Rename every "marker" in the rows below to "pin" and keep everything else unchanged. Leave the pictures out of your answer.

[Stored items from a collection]
···
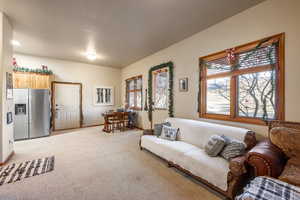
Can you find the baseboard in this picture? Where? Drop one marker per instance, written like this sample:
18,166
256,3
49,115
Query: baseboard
8,158
87,126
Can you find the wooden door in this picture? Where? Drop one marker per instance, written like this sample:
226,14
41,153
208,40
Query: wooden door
67,105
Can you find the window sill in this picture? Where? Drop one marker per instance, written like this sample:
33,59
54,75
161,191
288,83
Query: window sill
244,120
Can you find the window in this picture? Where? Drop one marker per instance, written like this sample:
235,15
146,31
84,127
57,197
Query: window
134,93
161,85
245,83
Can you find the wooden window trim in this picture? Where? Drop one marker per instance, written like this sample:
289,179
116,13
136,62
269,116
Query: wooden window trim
134,91
155,73
280,101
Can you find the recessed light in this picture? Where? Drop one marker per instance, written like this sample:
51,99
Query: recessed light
15,43
91,55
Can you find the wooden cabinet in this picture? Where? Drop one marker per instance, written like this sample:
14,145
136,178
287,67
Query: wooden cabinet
32,80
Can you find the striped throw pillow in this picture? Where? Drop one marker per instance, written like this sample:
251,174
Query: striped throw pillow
214,145
233,149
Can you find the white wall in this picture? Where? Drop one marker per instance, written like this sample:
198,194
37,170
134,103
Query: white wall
6,130
87,74
265,19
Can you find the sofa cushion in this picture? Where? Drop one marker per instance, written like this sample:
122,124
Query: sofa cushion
169,150
291,172
169,133
158,128
198,132
214,145
212,169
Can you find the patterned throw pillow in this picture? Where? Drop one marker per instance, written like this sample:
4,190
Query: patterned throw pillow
214,145
233,149
169,133
158,128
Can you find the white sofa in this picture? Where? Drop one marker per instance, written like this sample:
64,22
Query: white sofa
···
Solved exercise:
Can you find the baseboard in this picture? Where? Drop one pin per instance, written like this sample:
18,166
256,3
49,115
Query: baseboard
8,158
87,126
Can you find the wooden door in this picture? Where? Drop one pin per instance, written like this sample:
226,14
41,153
208,40
Query: wooden door
67,105
Can you find the window sill in this picture? Where? Drop one pin per instance, written like this sample:
33,59
54,75
161,191
288,83
Query: window sill
244,120
Can you find the window in this picture? Where? Drop one pin per instance, written like this sample:
235,15
146,31
84,127
57,197
Query: window
134,93
161,85
245,83
Can you find the wooden window trim in this picture? Where? Drop one pin per instance, written like this sample:
289,179
116,13
136,62
269,116
Query: wooden window trim
134,91
155,73
280,101
Can you find the recessed light in this picture? Where? Drop one pin per instance, written like this sample:
51,99
Query: recessed light
15,43
91,55
Can you find the wooden cabinet in this picture? Where? Drop one pin per instance, written like this sample:
14,145
136,178
287,67
Query: wooden cabinet
32,80
Can you find the striped throw pillow in this picture? Where? Drop one pin per instance, written like this sample:
251,174
Query: striped throw pillow
214,145
233,149
Can you find the white wall in this picture? Where? Drop one pin per instance, written like this sample:
198,194
37,170
134,103
Query: white wall
6,130
87,74
265,19
Can you find the sofa cushion in this picture? Where? Drop one pin per instance, written like this sample:
122,124
Query: sofa cushion
169,150
291,172
169,133
158,128
198,132
214,145
212,169
Can you find the patterned throw pillow in this picture? Where? Drop one pin per instance, written like this sample:
4,190
Query: patterned throw pillow
214,145
233,149
169,133
158,128
Can you find the white sofa in this picture? Where? Drop one pin per instance, written like this sample:
64,22
Query: white sofa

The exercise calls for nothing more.